Task goal: Begin at the top of the records and copy each line exactly. The line containing "Target phrase = sailing yacht" is the last one to include.

..............................

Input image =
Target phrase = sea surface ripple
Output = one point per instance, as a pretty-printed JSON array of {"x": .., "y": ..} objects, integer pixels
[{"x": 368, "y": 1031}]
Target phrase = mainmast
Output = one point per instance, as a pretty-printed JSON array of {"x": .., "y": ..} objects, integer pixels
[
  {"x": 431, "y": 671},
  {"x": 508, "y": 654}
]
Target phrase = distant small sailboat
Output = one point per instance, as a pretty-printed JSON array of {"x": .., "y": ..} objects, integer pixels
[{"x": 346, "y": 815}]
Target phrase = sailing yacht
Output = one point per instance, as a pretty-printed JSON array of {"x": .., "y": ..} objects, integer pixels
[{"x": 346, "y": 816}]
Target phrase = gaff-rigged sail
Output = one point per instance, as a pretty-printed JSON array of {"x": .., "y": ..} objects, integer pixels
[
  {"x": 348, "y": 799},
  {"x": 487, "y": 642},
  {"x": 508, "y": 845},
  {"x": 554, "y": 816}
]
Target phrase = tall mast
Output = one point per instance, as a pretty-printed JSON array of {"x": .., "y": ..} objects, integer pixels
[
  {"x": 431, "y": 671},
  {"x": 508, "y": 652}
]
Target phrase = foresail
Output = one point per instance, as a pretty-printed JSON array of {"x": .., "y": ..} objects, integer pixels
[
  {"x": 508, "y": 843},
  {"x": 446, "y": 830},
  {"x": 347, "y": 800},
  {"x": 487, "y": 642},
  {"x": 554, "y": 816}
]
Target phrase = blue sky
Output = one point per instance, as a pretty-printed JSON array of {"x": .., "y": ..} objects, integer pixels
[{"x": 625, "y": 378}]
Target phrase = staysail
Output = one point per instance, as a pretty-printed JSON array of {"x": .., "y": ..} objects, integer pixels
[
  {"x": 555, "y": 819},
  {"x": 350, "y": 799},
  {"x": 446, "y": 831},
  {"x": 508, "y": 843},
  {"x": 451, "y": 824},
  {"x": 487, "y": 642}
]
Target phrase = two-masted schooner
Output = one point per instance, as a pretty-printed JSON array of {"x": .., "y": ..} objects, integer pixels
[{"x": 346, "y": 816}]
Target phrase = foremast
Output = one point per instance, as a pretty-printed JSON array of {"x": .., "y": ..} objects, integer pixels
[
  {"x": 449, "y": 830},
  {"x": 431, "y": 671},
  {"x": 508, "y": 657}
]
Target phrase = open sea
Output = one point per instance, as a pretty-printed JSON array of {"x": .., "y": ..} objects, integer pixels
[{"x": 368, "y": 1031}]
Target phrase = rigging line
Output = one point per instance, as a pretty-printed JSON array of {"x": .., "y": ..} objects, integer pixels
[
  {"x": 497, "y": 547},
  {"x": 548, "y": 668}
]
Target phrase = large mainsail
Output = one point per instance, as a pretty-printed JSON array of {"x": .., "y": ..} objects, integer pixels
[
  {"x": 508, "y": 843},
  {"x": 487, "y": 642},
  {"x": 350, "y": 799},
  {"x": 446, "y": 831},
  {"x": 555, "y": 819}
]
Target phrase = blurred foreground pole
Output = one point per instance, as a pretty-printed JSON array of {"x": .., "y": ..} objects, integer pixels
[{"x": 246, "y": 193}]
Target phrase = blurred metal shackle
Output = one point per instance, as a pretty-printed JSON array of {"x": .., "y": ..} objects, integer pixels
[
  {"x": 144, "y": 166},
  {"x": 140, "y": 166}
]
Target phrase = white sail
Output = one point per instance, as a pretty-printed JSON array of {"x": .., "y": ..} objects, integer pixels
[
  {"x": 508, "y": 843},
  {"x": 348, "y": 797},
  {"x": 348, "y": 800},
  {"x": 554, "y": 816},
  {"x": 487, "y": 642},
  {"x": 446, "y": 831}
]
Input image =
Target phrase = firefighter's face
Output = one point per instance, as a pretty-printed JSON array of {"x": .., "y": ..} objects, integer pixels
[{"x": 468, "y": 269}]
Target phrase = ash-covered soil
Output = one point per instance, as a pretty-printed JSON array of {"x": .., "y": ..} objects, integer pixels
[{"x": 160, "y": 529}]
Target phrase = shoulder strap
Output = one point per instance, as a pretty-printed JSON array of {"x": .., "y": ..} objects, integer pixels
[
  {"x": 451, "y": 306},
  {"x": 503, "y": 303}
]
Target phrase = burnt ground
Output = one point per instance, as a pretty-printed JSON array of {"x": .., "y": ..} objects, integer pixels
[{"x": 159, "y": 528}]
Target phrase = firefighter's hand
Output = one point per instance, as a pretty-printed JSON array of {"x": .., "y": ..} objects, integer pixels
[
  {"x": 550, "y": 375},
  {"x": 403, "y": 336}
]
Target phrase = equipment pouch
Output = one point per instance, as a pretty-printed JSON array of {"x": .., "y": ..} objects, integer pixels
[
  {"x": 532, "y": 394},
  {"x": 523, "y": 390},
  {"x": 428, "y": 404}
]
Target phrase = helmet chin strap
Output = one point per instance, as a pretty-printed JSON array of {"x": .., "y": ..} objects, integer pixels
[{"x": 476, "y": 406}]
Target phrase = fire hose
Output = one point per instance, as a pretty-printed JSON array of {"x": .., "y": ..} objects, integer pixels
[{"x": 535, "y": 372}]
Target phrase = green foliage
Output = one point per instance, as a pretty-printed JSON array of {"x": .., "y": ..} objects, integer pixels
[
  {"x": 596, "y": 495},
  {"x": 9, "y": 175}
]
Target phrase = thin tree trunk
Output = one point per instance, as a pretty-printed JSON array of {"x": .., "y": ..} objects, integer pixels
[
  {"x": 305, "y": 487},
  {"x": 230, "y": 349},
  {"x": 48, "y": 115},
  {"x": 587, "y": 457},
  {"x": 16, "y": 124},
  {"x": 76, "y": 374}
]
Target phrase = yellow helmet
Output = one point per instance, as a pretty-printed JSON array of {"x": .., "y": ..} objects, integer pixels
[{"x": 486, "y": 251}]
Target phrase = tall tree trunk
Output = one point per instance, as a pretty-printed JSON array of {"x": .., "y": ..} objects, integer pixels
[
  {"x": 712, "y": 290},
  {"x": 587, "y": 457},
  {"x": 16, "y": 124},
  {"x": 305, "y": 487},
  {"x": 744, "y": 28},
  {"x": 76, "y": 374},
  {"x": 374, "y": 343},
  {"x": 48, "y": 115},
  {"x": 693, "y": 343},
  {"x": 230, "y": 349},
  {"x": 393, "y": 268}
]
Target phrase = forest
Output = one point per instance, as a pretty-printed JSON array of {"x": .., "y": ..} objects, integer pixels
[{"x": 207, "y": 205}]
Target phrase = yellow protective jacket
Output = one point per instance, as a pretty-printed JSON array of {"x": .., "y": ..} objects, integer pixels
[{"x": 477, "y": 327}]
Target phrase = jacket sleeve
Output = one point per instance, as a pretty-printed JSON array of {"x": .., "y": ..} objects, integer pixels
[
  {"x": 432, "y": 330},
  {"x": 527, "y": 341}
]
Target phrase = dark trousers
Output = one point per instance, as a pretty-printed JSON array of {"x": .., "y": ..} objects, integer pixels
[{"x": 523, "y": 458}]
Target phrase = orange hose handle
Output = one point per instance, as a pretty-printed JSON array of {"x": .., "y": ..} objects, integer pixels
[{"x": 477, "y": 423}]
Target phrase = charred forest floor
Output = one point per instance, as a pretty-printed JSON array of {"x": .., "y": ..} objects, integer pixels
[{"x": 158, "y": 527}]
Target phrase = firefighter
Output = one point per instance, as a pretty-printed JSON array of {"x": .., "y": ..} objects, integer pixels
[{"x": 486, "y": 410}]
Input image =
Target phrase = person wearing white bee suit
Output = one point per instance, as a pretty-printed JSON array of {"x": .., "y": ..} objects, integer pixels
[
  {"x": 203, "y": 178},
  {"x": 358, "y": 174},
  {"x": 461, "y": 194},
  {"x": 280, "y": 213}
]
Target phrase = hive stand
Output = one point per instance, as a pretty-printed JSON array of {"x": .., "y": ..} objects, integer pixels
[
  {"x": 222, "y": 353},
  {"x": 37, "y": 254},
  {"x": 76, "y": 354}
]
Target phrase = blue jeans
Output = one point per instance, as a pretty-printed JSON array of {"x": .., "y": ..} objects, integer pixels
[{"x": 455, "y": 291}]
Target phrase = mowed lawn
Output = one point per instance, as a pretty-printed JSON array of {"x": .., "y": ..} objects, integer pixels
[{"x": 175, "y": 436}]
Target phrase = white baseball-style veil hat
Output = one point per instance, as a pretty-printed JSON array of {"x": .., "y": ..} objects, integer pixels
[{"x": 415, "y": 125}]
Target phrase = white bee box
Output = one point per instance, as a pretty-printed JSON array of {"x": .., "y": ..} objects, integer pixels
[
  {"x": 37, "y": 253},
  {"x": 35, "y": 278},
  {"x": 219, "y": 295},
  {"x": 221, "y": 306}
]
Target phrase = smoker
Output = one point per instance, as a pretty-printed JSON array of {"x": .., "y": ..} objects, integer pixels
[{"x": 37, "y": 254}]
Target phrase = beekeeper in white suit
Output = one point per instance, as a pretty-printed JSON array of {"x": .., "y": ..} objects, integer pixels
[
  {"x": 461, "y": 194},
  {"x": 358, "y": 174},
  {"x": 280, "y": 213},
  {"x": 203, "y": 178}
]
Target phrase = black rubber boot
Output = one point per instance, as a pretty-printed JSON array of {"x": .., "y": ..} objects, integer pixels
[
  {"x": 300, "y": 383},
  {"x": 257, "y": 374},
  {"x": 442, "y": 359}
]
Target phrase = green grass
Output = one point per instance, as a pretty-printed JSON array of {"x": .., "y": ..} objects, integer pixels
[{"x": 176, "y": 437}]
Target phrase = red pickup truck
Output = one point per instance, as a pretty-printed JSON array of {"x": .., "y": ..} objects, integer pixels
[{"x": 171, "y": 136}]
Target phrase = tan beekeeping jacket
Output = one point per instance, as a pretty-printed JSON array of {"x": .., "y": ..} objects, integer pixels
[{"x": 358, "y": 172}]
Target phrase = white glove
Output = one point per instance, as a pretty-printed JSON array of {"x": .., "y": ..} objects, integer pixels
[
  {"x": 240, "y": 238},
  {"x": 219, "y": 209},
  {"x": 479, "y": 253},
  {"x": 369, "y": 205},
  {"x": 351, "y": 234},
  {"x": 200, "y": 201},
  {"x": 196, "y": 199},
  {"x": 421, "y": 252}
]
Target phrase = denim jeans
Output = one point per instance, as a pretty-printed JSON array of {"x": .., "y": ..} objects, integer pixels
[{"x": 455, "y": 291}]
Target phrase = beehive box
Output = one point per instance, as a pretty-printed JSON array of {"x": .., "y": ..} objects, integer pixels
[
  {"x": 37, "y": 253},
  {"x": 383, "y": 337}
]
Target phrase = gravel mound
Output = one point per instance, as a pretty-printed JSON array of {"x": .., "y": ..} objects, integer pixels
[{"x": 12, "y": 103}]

..............................

Result for this exercise:
Input image =
Target phrase = sea surface ripple
Output = one point per instance, as a pretty-printed JSON array of {"x": .., "y": ..} objects, integer pixels
[{"x": 368, "y": 1031}]
Target phrase = mainmast
Output = one point per instance, as a pretty-printed JSON array of {"x": .., "y": ..} objects, integer pixels
[
  {"x": 431, "y": 671},
  {"x": 508, "y": 654}
]
Target phrase = distant small sailboat
Output = one point per instance, as a pretty-printed JSON array of {"x": .., "y": ..} objects, integer pixels
[{"x": 346, "y": 815}]
Target phrase = sailing yacht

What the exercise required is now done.